--- Input data Enclosed Below ---

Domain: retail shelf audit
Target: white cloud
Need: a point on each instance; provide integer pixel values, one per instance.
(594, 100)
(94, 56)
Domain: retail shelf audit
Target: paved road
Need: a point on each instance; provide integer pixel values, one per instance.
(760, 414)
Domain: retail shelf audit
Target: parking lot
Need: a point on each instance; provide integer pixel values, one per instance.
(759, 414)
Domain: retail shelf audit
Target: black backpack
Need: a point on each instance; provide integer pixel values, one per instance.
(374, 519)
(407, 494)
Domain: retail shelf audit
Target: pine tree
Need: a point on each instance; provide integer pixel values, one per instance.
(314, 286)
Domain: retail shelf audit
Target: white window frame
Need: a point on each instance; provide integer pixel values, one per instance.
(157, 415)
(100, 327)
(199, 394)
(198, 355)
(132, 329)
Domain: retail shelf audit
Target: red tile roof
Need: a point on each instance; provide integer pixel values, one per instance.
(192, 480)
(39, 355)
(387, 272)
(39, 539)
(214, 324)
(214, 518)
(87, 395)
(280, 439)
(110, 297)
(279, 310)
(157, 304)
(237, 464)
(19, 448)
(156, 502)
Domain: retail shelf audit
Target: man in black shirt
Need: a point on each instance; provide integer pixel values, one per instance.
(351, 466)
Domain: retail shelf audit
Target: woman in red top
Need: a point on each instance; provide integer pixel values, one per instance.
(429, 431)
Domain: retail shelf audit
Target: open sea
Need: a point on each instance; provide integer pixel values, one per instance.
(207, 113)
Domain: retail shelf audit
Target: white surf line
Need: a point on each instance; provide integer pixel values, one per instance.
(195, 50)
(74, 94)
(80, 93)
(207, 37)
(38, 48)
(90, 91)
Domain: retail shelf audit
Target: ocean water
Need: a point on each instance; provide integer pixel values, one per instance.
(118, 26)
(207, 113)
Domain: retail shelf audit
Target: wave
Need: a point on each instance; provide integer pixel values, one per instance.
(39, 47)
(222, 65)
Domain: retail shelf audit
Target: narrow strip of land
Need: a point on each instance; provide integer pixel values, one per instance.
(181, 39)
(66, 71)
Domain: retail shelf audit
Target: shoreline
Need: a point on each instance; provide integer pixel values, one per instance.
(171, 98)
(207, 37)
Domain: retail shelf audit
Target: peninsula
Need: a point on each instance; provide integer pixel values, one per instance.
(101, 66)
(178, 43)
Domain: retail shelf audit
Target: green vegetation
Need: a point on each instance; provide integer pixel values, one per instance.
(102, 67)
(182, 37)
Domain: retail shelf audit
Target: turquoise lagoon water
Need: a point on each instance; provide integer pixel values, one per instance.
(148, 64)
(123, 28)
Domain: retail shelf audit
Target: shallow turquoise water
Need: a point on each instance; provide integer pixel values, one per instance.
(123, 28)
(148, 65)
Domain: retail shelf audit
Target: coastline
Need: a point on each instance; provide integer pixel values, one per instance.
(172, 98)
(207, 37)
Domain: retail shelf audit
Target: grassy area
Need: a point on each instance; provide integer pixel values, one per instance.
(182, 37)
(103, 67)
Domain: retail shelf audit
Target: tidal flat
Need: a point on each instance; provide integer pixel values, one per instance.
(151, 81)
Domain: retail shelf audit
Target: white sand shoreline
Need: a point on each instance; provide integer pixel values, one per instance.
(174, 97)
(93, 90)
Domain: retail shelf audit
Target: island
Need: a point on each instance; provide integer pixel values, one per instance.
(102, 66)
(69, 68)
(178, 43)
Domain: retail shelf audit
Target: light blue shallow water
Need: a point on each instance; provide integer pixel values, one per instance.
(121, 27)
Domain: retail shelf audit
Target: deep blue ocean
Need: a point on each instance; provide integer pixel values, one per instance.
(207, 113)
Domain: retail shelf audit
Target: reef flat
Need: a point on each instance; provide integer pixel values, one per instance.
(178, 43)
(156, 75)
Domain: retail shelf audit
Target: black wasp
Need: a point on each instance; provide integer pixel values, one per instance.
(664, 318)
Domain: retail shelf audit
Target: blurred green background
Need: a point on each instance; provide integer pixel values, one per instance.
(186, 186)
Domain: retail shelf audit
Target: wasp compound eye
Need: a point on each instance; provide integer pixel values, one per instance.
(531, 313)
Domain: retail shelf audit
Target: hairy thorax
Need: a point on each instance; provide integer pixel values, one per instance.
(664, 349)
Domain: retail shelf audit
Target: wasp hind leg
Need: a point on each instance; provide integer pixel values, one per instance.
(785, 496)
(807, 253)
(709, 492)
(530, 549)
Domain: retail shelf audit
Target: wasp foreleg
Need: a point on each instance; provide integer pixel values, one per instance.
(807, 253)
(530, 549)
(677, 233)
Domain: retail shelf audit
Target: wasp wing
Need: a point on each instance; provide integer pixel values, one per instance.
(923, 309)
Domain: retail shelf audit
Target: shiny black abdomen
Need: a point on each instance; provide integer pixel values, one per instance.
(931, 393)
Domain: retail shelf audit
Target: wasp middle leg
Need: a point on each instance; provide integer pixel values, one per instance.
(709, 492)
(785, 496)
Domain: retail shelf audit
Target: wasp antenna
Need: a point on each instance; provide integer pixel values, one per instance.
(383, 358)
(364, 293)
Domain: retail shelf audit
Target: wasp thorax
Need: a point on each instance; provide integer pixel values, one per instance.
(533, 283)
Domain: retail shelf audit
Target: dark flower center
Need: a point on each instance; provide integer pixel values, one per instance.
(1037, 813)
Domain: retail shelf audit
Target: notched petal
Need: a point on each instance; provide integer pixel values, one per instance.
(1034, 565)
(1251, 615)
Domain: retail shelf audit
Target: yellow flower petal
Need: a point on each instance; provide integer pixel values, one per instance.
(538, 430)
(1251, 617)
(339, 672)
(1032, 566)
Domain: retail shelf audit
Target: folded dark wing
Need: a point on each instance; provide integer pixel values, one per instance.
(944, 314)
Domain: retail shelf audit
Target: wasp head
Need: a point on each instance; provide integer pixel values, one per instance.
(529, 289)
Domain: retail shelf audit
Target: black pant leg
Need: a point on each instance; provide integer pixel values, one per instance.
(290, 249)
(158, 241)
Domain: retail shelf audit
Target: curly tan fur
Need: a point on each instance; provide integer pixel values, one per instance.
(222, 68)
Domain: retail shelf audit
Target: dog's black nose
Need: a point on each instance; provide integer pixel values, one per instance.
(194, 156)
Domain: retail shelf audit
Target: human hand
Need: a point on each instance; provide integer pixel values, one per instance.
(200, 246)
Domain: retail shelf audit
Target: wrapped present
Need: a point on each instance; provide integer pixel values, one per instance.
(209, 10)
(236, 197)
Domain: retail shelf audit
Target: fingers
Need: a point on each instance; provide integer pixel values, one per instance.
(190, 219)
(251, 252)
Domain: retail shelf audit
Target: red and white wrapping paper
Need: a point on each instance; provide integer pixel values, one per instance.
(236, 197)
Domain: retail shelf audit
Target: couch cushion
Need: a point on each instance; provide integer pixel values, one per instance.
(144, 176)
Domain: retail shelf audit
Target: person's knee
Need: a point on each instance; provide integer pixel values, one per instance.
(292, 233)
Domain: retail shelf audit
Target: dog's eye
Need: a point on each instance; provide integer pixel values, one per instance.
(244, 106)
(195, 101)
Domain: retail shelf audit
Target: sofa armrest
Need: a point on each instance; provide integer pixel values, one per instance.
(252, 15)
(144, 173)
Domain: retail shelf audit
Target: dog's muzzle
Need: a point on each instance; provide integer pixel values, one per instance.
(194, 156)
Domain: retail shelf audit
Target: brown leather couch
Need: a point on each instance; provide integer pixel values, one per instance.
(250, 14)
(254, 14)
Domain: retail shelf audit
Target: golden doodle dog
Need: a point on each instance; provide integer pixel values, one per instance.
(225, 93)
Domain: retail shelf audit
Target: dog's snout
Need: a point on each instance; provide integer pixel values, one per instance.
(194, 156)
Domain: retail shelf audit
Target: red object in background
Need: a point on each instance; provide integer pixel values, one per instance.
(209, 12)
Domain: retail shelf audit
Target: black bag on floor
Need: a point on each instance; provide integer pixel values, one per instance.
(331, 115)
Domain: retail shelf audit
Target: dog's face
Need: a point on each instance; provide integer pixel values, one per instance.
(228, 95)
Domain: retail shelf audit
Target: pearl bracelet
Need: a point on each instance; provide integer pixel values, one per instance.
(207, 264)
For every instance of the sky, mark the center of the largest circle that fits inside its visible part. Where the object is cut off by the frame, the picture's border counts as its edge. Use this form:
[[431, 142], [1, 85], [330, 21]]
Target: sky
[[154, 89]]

--- End of Enclosed Input data ---

### Instructions for the task
Tally the lines of the records that hold the word "frame" and output only the total.

### Task result
2